▶ [EXERCISE DESCRIPTION] Each record must be printed exactly as given.

[Records excerpted from a collection]
_ _ _ _

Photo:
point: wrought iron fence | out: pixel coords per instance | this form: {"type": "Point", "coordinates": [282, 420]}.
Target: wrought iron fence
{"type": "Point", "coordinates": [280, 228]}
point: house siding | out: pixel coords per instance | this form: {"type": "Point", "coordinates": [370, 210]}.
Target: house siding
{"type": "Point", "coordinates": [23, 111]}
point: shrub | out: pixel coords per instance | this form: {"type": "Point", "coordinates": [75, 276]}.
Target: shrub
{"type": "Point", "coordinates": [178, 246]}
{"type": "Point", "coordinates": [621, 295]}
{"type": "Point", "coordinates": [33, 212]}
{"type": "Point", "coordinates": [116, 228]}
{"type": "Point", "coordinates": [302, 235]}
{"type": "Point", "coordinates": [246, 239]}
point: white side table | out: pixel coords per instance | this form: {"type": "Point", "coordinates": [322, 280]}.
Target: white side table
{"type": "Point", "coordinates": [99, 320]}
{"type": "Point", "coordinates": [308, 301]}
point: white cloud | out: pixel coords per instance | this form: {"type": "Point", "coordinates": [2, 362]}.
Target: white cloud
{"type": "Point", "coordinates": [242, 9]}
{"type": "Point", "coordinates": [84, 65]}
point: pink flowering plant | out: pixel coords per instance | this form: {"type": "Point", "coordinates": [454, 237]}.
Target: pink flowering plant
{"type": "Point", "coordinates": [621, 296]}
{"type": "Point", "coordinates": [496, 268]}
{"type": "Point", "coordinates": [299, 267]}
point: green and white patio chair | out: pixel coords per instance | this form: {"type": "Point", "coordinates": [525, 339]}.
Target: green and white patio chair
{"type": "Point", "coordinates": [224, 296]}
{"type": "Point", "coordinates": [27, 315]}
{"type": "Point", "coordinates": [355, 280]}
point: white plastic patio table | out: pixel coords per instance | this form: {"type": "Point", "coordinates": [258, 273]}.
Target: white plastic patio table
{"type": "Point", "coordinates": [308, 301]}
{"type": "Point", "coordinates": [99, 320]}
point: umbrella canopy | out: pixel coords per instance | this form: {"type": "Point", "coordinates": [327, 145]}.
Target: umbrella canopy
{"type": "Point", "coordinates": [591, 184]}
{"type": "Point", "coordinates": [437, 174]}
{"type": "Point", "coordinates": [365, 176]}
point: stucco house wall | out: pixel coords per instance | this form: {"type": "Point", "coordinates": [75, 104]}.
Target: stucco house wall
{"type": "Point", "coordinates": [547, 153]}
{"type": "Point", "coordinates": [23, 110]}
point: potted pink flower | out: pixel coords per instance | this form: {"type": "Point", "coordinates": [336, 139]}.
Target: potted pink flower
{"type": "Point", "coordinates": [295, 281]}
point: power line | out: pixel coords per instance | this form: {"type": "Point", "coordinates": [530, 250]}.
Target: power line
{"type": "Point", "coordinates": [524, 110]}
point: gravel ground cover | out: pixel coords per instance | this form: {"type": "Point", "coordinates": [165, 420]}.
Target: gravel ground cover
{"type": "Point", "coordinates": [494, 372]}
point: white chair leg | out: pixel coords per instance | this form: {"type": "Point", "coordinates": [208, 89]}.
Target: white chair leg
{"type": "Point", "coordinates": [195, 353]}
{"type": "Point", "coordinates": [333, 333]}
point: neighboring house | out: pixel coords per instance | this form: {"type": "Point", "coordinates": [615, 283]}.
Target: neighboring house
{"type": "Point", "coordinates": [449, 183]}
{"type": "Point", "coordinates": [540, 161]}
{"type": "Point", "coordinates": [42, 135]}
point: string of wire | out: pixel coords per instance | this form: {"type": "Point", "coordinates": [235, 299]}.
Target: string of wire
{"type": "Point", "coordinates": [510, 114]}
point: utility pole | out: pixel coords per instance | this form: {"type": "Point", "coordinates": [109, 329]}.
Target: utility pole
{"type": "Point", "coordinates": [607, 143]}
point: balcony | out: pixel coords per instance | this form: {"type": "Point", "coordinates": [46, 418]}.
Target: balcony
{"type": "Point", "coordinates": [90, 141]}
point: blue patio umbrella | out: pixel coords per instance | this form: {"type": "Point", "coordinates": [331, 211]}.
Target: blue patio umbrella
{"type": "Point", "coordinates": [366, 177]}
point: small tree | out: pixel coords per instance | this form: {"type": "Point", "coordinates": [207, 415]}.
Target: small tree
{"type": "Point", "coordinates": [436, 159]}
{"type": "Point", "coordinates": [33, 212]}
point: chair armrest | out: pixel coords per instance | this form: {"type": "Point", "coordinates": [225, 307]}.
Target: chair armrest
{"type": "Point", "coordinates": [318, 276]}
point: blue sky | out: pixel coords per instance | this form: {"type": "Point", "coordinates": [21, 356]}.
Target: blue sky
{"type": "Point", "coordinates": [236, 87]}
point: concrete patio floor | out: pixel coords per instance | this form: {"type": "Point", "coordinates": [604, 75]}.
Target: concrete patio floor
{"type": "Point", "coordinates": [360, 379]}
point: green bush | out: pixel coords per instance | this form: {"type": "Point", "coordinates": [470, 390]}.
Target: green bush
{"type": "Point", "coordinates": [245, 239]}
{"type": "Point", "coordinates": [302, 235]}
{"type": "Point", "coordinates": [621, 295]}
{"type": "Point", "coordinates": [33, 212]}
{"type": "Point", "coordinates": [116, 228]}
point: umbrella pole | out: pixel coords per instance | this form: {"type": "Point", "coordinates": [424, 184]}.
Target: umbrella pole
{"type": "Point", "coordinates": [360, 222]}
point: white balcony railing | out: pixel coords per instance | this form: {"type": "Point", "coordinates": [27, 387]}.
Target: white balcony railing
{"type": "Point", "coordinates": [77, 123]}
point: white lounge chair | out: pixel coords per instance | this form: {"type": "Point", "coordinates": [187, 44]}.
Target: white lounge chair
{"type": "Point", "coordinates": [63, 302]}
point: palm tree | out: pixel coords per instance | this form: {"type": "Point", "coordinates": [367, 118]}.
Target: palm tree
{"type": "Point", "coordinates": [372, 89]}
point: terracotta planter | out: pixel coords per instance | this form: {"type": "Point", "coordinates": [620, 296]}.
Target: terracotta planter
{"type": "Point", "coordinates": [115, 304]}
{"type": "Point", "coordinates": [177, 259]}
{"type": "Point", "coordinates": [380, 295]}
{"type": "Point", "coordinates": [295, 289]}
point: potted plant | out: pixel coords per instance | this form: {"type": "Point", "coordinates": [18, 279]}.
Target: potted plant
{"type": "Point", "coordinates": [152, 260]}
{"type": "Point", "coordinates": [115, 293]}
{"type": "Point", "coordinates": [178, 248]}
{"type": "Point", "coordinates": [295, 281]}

_ _ _ _

▶ [ANSWER FOR THIS EXERCISE]
Photo:
point: wrought iron fence | out: pixel coords per instance | this form: {"type": "Point", "coordinates": [282, 420]}.
Target: wrought iron fence
{"type": "Point", "coordinates": [280, 228]}
point: house siding | out: pixel coords per instance | this form: {"type": "Point", "coordinates": [370, 210]}.
Target: house siding
{"type": "Point", "coordinates": [23, 111]}
point: shrub | out: pixel coords per instance | this form: {"type": "Point", "coordinates": [75, 276]}.
Target: shrub
{"type": "Point", "coordinates": [178, 246]}
{"type": "Point", "coordinates": [621, 295]}
{"type": "Point", "coordinates": [33, 212]}
{"type": "Point", "coordinates": [116, 228]}
{"type": "Point", "coordinates": [302, 235]}
{"type": "Point", "coordinates": [246, 239]}
point: white side table | out: pixel coords per instance | this form: {"type": "Point", "coordinates": [322, 280]}.
Target: white side table
{"type": "Point", "coordinates": [99, 320]}
{"type": "Point", "coordinates": [308, 301]}
point: white cloud | out: pixel coords per instance | this form: {"type": "Point", "coordinates": [2, 362]}.
Target: white cloud
{"type": "Point", "coordinates": [242, 9]}
{"type": "Point", "coordinates": [84, 65]}
point: pink flowering plant | out: pixel coords per instance | this form: {"type": "Point", "coordinates": [454, 237]}.
Target: pink flowering plant
{"type": "Point", "coordinates": [621, 296]}
{"type": "Point", "coordinates": [496, 268]}
{"type": "Point", "coordinates": [299, 267]}
point: green and white patio chair | out: pixel coords per instance | this form: {"type": "Point", "coordinates": [525, 339]}.
Target: green and white patio chair
{"type": "Point", "coordinates": [224, 296]}
{"type": "Point", "coordinates": [27, 315]}
{"type": "Point", "coordinates": [355, 280]}
point: white plastic patio table | out: pixel coords per instance | this form: {"type": "Point", "coordinates": [258, 273]}.
Target: white plastic patio table
{"type": "Point", "coordinates": [308, 301]}
{"type": "Point", "coordinates": [99, 320]}
point: umbrella canopy | out: pixel coords per instance | this form: {"type": "Point", "coordinates": [327, 145]}.
Target: umbrella canopy
{"type": "Point", "coordinates": [591, 184]}
{"type": "Point", "coordinates": [437, 174]}
{"type": "Point", "coordinates": [365, 176]}
point: stucco house wall | out: pixel coords per instance | this form: {"type": "Point", "coordinates": [75, 104]}.
Target: stucco house wall
{"type": "Point", "coordinates": [547, 153]}
{"type": "Point", "coordinates": [23, 110]}
point: potted pink flower | out: pixel coords per instance | this form: {"type": "Point", "coordinates": [336, 139]}.
Target: potted pink flower
{"type": "Point", "coordinates": [295, 281]}
point: power line | out: pixel coords per instance | this form: {"type": "Point", "coordinates": [530, 250]}.
Target: power line
{"type": "Point", "coordinates": [524, 110]}
point: gravel ground cover | out: pixel coords per instance | this form: {"type": "Point", "coordinates": [165, 420]}.
Target: gravel ground cover
{"type": "Point", "coordinates": [494, 372]}
point: white chair leg | out: pixel coords per instance | this form: {"type": "Point", "coordinates": [208, 89]}.
Target: white chair leg
{"type": "Point", "coordinates": [195, 353]}
{"type": "Point", "coordinates": [333, 333]}
point: neighboring house | out: pixel coords per instance | this form: {"type": "Point", "coordinates": [615, 283]}.
Target: neighboring house
{"type": "Point", "coordinates": [449, 183]}
{"type": "Point", "coordinates": [540, 161]}
{"type": "Point", "coordinates": [42, 135]}
point: string of wire | out: pixel coords per instance | this form: {"type": "Point", "coordinates": [235, 299]}.
Target: string of wire
{"type": "Point", "coordinates": [510, 114]}
point: utility pole | out: pixel coords per instance | this form: {"type": "Point", "coordinates": [109, 329]}.
Target: utility pole
{"type": "Point", "coordinates": [607, 143]}
point: balcony | out: pixel coords per instance | this form: {"type": "Point", "coordinates": [46, 418]}.
Target: balcony
{"type": "Point", "coordinates": [90, 141]}
point: blue patio umbrella | out: pixel coords per instance | this form: {"type": "Point", "coordinates": [331, 211]}.
Target: blue patio umbrella
{"type": "Point", "coordinates": [366, 177]}
point: small tree | out: pixel coords per instance | this form: {"type": "Point", "coordinates": [207, 415]}.
Target: small tree
{"type": "Point", "coordinates": [436, 159]}
{"type": "Point", "coordinates": [33, 212]}
point: chair armrest | out: pixel coords per instance | this form: {"type": "Point", "coordinates": [225, 307]}.
Target: chair armrest
{"type": "Point", "coordinates": [318, 276]}
point: blue sky | out: pixel coords per instance | this form: {"type": "Point", "coordinates": [21, 356]}.
Target: blue sky
{"type": "Point", "coordinates": [236, 87]}
point: concrete patio floor | out: pixel coords per instance | this form: {"type": "Point", "coordinates": [604, 75]}.
Target: concrete patio floor
{"type": "Point", "coordinates": [360, 379]}
point: green bush | out: pixel coords per instance | this form: {"type": "Point", "coordinates": [470, 390]}.
Target: green bush
{"type": "Point", "coordinates": [245, 239]}
{"type": "Point", "coordinates": [302, 235]}
{"type": "Point", "coordinates": [621, 295]}
{"type": "Point", "coordinates": [33, 212]}
{"type": "Point", "coordinates": [116, 228]}
point: umbrella pole | out: pixel coords per instance | this form: {"type": "Point", "coordinates": [424, 184]}.
Target: umbrella pole
{"type": "Point", "coordinates": [360, 222]}
point: white balcony railing | out: pixel coords per instance | this form: {"type": "Point", "coordinates": [27, 387]}.
Target: white balcony railing
{"type": "Point", "coordinates": [77, 123]}
point: white lounge chair | out: pixel coords per instance | this form: {"type": "Point", "coordinates": [187, 44]}.
Target: white lounge chair
{"type": "Point", "coordinates": [63, 302]}
point: palm tree | out: pixel coords per instance | this form: {"type": "Point", "coordinates": [367, 118]}.
Target: palm tree
{"type": "Point", "coordinates": [372, 89]}
point: terracotta planter | out: pixel coords per instance | this form: {"type": "Point", "coordinates": [620, 296]}.
Target: terracotta planter
{"type": "Point", "coordinates": [115, 304]}
{"type": "Point", "coordinates": [177, 259]}
{"type": "Point", "coordinates": [380, 295]}
{"type": "Point", "coordinates": [295, 289]}
point: potted plant | out: pixel coords per instance | this form: {"type": "Point", "coordinates": [18, 279]}.
Target: potted plant
{"type": "Point", "coordinates": [152, 260]}
{"type": "Point", "coordinates": [115, 293]}
{"type": "Point", "coordinates": [178, 248]}
{"type": "Point", "coordinates": [295, 281]}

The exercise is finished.